━━━ RAW DATA ━━━

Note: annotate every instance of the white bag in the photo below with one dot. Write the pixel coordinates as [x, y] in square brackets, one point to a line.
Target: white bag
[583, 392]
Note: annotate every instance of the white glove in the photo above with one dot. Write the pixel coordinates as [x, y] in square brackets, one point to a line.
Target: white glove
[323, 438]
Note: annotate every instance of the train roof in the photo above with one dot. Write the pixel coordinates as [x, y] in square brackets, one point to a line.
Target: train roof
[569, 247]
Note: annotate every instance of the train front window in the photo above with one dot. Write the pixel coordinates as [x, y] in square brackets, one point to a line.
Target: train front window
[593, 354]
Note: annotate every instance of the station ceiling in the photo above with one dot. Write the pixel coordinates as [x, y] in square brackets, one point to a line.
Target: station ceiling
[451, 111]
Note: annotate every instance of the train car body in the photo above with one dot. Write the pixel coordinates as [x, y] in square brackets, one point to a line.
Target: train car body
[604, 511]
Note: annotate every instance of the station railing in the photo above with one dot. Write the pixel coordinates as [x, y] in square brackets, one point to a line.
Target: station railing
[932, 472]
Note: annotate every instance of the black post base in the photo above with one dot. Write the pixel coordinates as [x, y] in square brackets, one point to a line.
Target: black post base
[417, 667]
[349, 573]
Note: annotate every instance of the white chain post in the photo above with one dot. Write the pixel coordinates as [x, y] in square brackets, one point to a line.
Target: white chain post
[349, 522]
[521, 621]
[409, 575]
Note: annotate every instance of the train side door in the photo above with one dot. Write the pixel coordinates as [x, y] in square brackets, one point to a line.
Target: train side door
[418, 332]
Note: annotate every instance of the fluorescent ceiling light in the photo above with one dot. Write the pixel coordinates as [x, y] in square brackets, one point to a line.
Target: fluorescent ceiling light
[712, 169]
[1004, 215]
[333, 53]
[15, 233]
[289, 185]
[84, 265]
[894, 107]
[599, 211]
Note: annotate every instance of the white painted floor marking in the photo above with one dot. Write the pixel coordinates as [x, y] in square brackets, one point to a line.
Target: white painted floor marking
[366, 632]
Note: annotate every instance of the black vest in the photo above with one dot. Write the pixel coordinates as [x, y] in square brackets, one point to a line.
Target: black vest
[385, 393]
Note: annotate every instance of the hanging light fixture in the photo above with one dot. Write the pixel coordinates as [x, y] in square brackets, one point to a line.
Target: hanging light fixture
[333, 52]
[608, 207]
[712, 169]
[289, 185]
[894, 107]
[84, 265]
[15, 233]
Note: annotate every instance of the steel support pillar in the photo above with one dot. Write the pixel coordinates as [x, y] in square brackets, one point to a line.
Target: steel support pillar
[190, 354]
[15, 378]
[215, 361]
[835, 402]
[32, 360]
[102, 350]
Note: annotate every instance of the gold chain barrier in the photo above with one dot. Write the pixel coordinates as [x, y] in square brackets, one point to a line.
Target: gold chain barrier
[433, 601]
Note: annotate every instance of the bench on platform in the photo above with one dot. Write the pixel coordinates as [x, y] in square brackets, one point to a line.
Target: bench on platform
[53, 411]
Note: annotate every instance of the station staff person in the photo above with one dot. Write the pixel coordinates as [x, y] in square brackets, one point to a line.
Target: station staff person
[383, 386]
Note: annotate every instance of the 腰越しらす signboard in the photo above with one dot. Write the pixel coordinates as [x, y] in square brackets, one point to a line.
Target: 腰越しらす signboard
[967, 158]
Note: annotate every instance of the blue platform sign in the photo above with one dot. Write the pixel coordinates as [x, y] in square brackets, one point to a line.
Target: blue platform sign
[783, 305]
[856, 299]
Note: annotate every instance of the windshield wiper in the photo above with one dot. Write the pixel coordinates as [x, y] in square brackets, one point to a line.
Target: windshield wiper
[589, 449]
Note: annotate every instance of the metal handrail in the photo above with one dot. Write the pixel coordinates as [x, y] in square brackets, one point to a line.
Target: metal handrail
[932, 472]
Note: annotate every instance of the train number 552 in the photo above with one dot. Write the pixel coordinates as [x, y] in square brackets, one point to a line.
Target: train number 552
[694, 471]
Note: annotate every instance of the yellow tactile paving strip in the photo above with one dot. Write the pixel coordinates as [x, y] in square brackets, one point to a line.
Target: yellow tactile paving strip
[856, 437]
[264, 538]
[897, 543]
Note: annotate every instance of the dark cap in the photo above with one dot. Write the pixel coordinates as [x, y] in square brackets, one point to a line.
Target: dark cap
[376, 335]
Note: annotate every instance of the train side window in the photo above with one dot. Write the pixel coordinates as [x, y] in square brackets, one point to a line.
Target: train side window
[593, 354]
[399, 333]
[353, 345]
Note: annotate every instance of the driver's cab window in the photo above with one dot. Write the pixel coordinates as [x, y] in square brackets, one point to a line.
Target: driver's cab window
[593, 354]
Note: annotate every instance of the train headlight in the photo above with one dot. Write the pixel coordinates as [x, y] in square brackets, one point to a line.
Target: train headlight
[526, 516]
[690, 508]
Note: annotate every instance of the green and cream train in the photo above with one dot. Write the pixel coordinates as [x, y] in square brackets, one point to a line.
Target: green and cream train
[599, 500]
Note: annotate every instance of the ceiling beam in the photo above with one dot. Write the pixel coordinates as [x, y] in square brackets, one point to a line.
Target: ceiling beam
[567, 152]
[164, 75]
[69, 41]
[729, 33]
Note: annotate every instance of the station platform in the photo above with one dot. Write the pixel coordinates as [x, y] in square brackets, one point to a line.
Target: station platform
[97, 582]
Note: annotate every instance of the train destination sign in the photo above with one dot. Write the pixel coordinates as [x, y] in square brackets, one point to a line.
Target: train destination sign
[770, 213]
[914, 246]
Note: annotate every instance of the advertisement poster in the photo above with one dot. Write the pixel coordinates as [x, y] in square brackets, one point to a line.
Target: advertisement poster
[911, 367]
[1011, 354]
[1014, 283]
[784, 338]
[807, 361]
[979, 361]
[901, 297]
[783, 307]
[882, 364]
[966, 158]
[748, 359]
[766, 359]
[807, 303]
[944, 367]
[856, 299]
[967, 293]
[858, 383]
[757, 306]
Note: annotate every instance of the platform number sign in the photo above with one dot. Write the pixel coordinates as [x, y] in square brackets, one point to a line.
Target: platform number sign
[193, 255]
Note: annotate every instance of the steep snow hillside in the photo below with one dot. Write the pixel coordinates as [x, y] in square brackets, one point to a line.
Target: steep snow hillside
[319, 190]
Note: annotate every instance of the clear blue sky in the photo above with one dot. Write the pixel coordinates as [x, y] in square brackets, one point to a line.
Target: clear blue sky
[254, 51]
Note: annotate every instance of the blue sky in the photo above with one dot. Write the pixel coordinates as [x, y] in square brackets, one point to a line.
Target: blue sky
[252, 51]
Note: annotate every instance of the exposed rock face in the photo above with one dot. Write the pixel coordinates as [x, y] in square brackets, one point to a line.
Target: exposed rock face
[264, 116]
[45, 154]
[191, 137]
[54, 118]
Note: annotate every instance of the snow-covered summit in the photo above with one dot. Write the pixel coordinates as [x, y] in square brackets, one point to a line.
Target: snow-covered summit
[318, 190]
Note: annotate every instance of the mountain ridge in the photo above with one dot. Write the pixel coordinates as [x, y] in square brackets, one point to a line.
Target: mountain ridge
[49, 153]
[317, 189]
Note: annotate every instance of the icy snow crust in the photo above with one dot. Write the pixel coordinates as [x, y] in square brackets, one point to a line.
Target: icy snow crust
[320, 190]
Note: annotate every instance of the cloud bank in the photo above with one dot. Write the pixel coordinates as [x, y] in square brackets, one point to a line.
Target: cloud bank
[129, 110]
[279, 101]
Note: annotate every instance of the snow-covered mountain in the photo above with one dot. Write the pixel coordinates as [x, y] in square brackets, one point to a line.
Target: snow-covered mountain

━━━

REQUIRED WORK: Only the lines from the one containing "Note: annotate every instance of the hanging" through the one containing "Note: annotate every instance of the train number" are to be retyped, both boundary lines included, with no other material.

OUTPUT OF THE EXERCISE:
Note: annotate every instance of the hanging light fixture in the photo above with one dot. Write the pixel coordinates as [x, y] in square brackets, one point to a line.
Target: hanging light fixture
[333, 52]
[608, 207]
[712, 169]
[289, 185]
[894, 107]
[84, 265]
[15, 233]
Note: annotate every instance of the steel support pillar in the photo above with one dot. Write the pixel coordinates as [x, y] in square brackets, one point to a line.
Target: steel support pillar
[190, 354]
[15, 378]
[215, 361]
[835, 402]
[32, 360]
[102, 350]
Note: annotate every instance of the gold chain barrier in the photo above with one dot. Write the pixel coordinates as [x, y] in square brackets, one point to a line.
Target: gold chain barrier
[433, 601]
Note: annotate every instance of the bench on platform in the photo above with one dot. Write the pixel coordinates as [x, y] in square brackets, one point to a line.
Target: bench on platform
[53, 411]
Note: annotate every instance of the station staff person in the photo above with one dot. Write the pixel coordinates as [x, y] in square brackets, one point to a line.
Target: station staff person
[383, 386]
Note: annotate every instance of the 腰越しらす signboard in the photo above with one dot. Write the pixel coordinates as [x, y] in square brackets, one point to a line.
Target: 腰越しらす signboard
[967, 158]
Note: annotate every instance of the blue platform sign in the photo above with one dot. Write the pixel coordinates as [x, y] in square brackets, one point to a line.
Target: blue platform sign
[783, 305]
[856, 299]
Note: annotate every instance of the windshield wiper in the photo above with one dot. Write the pixel coordinates as [x, y] in square brackets, one point to a line.
Target: windshield wiper
[589, 449]
Note: annotate every instance of the metal handrail in the photo above with one dot. Write the pixel coordinates as [x, y] in square brackets, one point to a line.
Target: metal handrail
[932, 472]
Note: annotate every instance of the train number 552 in the photo above with one dot. Write the pixel coordinates as [x, y] in square brackets, one point to a line.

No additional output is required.